## WHAT YOU NEED TO DO
a) Answer these questions using the text on the 1995 Blood Brothers cast recording:
(i) To which theatre did the London production move in 1991?
(ii) Where was the album mixed?
(iii) Who played Mrs Johnstone on the 1983 recording?
b) In the stored entries, reproduce verbatim the stretch from the start of the entries through the line containing "box: [318, 230, 334, 251]", including both ends, and omit the pictures from your output.

## EXTRACT PROVIDED
Blood Brothers: The 1995 London Cast Recording is a studio album featuring the score of the musical Blood Brothers by Willy Russell.

Background
A recording of the original London production of the show was released in 1983, featuring Barbara Dickson in the lead role of Mrs Johnstone. After touring the UK, the producer Bill Kenwright opened another production in London at the Albery Theatre in 1988. An album featuring that cast, including Kiki Dee as Mrs Johnstone, was released the same year. The production moved to the Phoenix Theatre in 1991, where it continued to run until 2012. The cast of that production was recorded in 1995.

Production
The album was recorded at Air Studios Lyndhurst Hall, Redan Recorders, Maison Rouge and Matrix Studio. It was mixed at Air Studios Lyndhurst Hall.

Track listing
All tracks are written by Willy Russell.

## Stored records
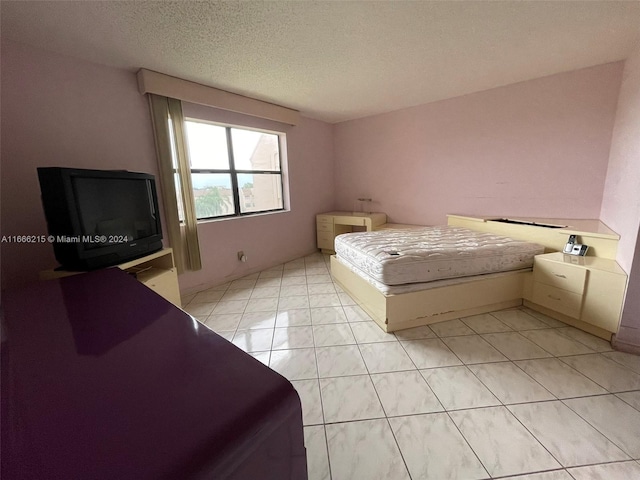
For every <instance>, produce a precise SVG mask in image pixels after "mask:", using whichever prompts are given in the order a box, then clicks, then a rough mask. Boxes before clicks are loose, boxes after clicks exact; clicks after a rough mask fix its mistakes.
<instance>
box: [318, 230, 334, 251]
mask: <svg viewBox="0 0 640 480" xmlns="http://www.w3.org/2000/svg"><path fill="white" fill-rule="evenodd" d="M317 239H318V248H321V249H323V250H333V233H332V232H320V231H318V232H317Z"/></svg>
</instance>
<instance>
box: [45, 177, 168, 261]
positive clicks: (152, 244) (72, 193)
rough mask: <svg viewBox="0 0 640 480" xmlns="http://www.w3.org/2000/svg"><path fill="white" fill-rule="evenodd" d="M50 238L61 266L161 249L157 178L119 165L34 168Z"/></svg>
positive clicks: (138, 253)
mask: <svg viewBox="0 0 640 480" xmlns="http://www.w3.org/2000/svg"><path fill="white" fill-rule="evenodd" d="M38 179H39V181H40V190H41V192H42V204H43V207H44V213H45V217H46V220H47V230H48V234H49V240H50V241H51V243H52V244H53V249H54V253H55V256H56V259H57V260H58V261H59V262H60V264H61V268H62V269H65V270H92V269H96V268H102V267H106V266H110V265H116V264H119V263H123V262H125V261H128V260H132V259H135V258H139V257H141V256H144V255H147V254H149V253H153V252H155V251H157V250H160V249H161V248H162V241H161V240H162V229H161V225H160V216H159V213H158V201H157V193H156V185H155V179H154V177H153V176H152V175H149V174H146V173H138V172H128V171H123V170H85V169H72V168H63V167H47V168H38Z"/></svg>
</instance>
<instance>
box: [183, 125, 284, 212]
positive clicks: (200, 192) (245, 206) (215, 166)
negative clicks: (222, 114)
mask: <svg viewBox="0 0 640 480" xmlns="http://www.w3.org/2000/svg"><path fill="white" fill-rule="evenodd" d="M185 127H186V128H185V130H186V143H187V148H188V150H189V162H190V165H191V183H192V185H193V196H194V201H195V209H196V217H197V218H198V220H204V219H211V218H220V217H231V216H242V215H251V214H255V213H261V212H273V211H278V210H284V199H283V169H282V158H281V142H282V141H283V140H284V134H281V133H274V132H267V131H261V130H248V129H243V128H238V127H233V126H227V125H218V124H213V123H208V122H204V121H200V120H195V119H191V118H190V119H185Z"/></svg>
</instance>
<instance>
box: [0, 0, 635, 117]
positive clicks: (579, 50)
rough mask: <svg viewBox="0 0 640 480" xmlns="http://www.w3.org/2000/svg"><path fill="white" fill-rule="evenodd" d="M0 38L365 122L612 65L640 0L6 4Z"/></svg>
mask: <svg viewBox="0 0 640 480" xmlns="http://www.w3.org/2000/svg"><path fill="white" fill-rule="evenodd" d="M0 9H1V10H0V16H1V21H2V24H1V33H2V36H3V38H8V39H10V40H13V41H17V42H21V43H26V44H29V45H33V46H37V47H41V48H44V49H48V50H51V51H55V52H58V53H62V54H66V55H71V56H75V57H79V58H83V59H86V60H90V61H93V62H97V63H102V64H106V65H111V66H116V67H123V68H126V69H130V70H131V71H136V70H137V69H138V68H140V67H144V68H148V69H150V70H155V71H158V72H162V73H166V74H169V75H174V76H177V77H181V78H185V79H187V80H192V81H195V82H199V83H202V84H205V85H211V86H214V87H218V88H221V89H224V90H228V91H231V92H234V93H239V94H242V95H248V96H251V97H255V98H259V99H262V100H266V101H269V102H273V103H277V104H280V105H284V106H287V107H291V108H295V109H298V110H300V111H301V112H302V113H303V114H304V115H306V116H309V117H312V118H317V119H321V120H325V121H329V122H339V121H343V120H348V119H353V118H359V117H364V116H368V115H372V114H376V113H381V112H386V111H392V110H397V109H400V108H404V107H408V106H413V105H420V104H423V103H428V102H433V101H437V100H442V99H445V98H451V97H455V96H459V95H464V94H467V93H472V92H477V91H481V90H486V89H489V88H493V87H497V86H501V85H506V84H510V83H515V82H519V81H523V80H528V79H532V78H537V77H542V76H545V75H551V74H554V73H559V72H563V71H569V70H574V69H578V68H583V67H588V66H592V65H598V64H602V63H607V62H611V61H616V60H622V59H624V58H626V56H627V55H628V54H629V53H630V51H631V50H632V48H634V46H635V45H637V44H638V42H639V39H640V2H638V1H626V2H616V1H607V2H592V1H589V2H587V1H569V2H557V1H552V2H540V1H529V2H527V1H504V2H484V1H475V2H453V1H444V2H426V1H412V2H405V1H399V2H398V1H396V2H390V1H383V2H374V1H358V2H346V1H323V2H315V1H277V2H262V1H260V2H256V1H242V2H193V1H179V2H172V1H161V2H147V1H123V2H118V1H106V2H100V1H98V2H95V1H84V2H83V1H80V2H78V1H74V2H67V1H47V2H36V1H28V2H26V1H18V2H12V1H6V0H3V1H1V2H0Z"/></svg>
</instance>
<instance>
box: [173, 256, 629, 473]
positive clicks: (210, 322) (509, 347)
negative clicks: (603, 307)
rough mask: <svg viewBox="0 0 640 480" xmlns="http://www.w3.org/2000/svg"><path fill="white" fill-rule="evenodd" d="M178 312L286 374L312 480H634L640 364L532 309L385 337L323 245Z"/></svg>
mask: <svg viewBox="0 0 640 480" xmlns="http://www.w3.org/2000/svg"><path fill="white" fill-rule="evenodd" d="M184 305H186V306H185V310H186V311H188V312H189V313H191V314H192V315H193V316H195V317H196V318H198V319H199V320H200V321H202V322H204V323H205V325H207V326H208V327H209V328H211V329H212V330H214V331H216V332H217V333H219V334H220V335H222V336H224V337H225V338H227V339H228V340H229V341H232V342H233V343H234V344H235V345H237V346H238V347H240V348H242V349H243V350H245V351H246V352H248V353H250V354H251V355H253V356H254V357H256V358H257V359H258V360H260V361H261V362H263V363H264V364H266V365H268V366H269V367H271V368H272V369H274V370H275V371H277V372H279V373H281V374H282V375H283V376H285V377H286V378H288V379H289V380H291V382H292V383H293V385H294V386H295V388H296V389H297V391H298V393H299V394H300V397H301V400H302V407H303V417H304V425H305V427H304V433H305V442H306V447H307V459H308V467H309V478H310V479H333V480H357V479H364V480H374V479H385V480H386V479H392V480H400V479H409V478H411V479H414V480H417V479H436V480H445V479H456V480H458V479H483V478H518V479H520V480H533V479H536V480H572V479H575V480H584V479H607V480H617V479H625V480H627V479H633V478H638V479H640V357H637V356H633V355H629V354H625V353H621V352H615V351H613V350H612V349H611V347H610V345H609V344H608V343H607V342H605V341H604V340H601V339H598V338H596V337H593V336H591V335H589V334H586V333H584V332H582V331H579V330H576V329H574V328H572V327H569V326H567V325H565V324H563V323H561V322H558V321H556V320H554V319H551V318H549V317H546V316H544V315H541V314H539V313H537V312H534V311H532V310H529V309H526V308H517V309H510V310H501V311H497V312H492V313H491V314H483V315H477V316H473V317H467V318H462V319H457V320H452V321H448V322H442V323H437V324H434V325H431V326H428V327H419V328H414V329H411V330H405V331H402V332H397V333H396V334H386V333H384V332H382V330H380V329H379V328H378V326H377V325H376V324H375V323H373V321H372V320H371V319H370V318H369V317H368V316H367V314H366V313H364V312H363V311H362V310H361V309H360V308H359V307H358V306H356V305H355V302H354V301H353V300H352V299H351V298H350V297H349V296H348V295H347V294H346V293H344V292H343V291H342V290H341V289H340V287H339V286H338V285H336V284H335V283H333V281H332V278H331V276H330V274H329V269H328V257H326V256H324V255H321V254H314V255H310V256H308V257H305V258H301V259H298V260H295V261H292V262H289V263H286V264H284V265H280V266H278V267H274V268H270V269H268V270H265V271H263V272H261V273H259V274H254V275H250V276H248V277H245V278H243V279H241V280H236V281H233V282H230V283H228V284H225V285H221V286H219V287H215V288H211V289H209V290H206V291H203V292H200V293H198V294H196V295H192V296H190V297H188V298H185V299H184Z"/></svg>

## ANSWERS TO THIS EXERCISE
a)
(i) The Phoenix Theatre
(ii) Air Studios Lyndhurst Hall
(iii) Barbara Dickson

b)
For every <instance>, produce a precise SVG mask in image pixels after "mask:", using whichever prompts are given in the order a box, then clicks, then a rough mask. Boxes before clicks are loose, boxes after clicks exact; clicks after a rough mask fix its mistakes.
<instance>
box: [318, 230, 334, 251]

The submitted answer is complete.